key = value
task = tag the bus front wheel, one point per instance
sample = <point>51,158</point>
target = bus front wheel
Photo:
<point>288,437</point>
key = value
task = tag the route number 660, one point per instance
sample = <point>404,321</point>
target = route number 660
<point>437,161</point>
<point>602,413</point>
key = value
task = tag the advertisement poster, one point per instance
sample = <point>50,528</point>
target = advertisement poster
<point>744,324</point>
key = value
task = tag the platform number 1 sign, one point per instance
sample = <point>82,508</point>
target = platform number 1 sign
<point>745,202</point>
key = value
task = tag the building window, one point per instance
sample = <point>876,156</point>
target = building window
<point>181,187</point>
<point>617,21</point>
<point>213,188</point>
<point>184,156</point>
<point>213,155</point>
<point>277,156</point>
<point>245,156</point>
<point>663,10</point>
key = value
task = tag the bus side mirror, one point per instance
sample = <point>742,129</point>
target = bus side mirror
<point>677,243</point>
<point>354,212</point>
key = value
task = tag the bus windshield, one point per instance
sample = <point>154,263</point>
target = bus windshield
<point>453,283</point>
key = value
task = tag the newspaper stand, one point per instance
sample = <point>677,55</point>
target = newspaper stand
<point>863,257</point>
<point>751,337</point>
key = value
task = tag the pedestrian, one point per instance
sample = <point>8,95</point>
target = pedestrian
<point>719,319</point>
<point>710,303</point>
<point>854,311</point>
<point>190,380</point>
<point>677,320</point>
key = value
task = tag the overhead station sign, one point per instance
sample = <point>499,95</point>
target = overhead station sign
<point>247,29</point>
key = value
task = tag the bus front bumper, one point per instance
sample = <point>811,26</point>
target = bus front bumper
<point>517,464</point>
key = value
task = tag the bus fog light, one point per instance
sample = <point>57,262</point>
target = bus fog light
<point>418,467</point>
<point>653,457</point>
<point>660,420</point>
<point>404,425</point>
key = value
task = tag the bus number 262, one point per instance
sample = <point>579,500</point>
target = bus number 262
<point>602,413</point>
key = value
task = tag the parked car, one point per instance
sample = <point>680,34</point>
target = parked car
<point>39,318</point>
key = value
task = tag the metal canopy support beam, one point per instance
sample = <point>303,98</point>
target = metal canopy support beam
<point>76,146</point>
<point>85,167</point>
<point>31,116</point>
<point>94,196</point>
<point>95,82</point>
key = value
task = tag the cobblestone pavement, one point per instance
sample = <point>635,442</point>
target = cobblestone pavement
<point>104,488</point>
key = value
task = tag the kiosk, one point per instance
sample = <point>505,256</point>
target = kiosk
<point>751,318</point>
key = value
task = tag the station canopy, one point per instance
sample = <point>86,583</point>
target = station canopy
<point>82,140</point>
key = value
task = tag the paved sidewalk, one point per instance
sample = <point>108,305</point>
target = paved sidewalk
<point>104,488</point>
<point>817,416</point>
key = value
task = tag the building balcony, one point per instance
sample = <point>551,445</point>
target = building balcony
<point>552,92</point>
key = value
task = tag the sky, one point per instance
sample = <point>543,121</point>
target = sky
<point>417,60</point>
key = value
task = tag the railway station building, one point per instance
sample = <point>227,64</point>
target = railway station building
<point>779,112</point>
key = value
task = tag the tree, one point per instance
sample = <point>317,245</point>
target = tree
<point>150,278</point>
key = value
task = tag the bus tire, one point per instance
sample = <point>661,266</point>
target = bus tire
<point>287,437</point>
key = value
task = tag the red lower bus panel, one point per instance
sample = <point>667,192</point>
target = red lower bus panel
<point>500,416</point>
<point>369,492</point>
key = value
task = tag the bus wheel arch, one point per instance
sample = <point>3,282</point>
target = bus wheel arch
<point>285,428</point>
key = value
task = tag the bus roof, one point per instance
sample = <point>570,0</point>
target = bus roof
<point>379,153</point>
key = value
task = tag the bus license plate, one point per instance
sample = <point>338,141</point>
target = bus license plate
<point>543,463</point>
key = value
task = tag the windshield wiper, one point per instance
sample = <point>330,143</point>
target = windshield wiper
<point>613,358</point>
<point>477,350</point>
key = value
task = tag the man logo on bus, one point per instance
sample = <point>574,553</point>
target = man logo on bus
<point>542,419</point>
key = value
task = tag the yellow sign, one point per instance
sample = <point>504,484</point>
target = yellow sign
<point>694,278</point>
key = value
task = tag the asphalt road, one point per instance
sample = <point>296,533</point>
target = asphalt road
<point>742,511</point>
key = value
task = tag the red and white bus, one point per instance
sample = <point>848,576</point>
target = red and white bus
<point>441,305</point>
------------------------------------------------------------------------
▶ _EXERCISE DIRECTIONS_: Give again, unchanged, the lines running from the top of the material above through the line that has "sample = <point>677,55</point>", and nothing more.

▶ _ANSWER TO THIS EXERCISE_:
key = value
task = tag the bus front wheel, one point per instance
sample = <point>51,158</point>
target = bus front wheel
Photo:
<point>288,437</point>
key = value
task = tag the route number 660, one point per instance
sample = <point>404,321</point>
target = route number 660
<point>437,161</point>
<point>602,413</point>
key = value
task = tag the advertisement poster, one point per instance
sample = <point>50,528</point>
target = advertisement poster
<point>744,324</point>
key = value
task = tag the platform number 1 sign, one point per instance
sample = <point>82,508</point>
target = platform number 1 sign
<point>745,202</point>
key = value
task = tag the building window, one point per instance
sample = <point>876,156</point>
target = building window
<point>181,187</point>
<point>617,21</point>
<point>213,188</point>
<point>184,156</point>
<point>213,155</point>
<point>277,156</point>
<point>245,156</point>
<point>663,10</point>
key = value
task = tag the bus side mirror, one point per instance
sample = <point>742,129</point>
target = bus side mirror
<point>677,243</point>
<point>354,212</point>
key = value
task = tag the bus windshield, one point per instance
sample = <point>154,263</point>
target = bus windshield
<point>453,283</point>
key = value
task = tag the newspaper stand, one point per instance
sample = <point>677,55</point>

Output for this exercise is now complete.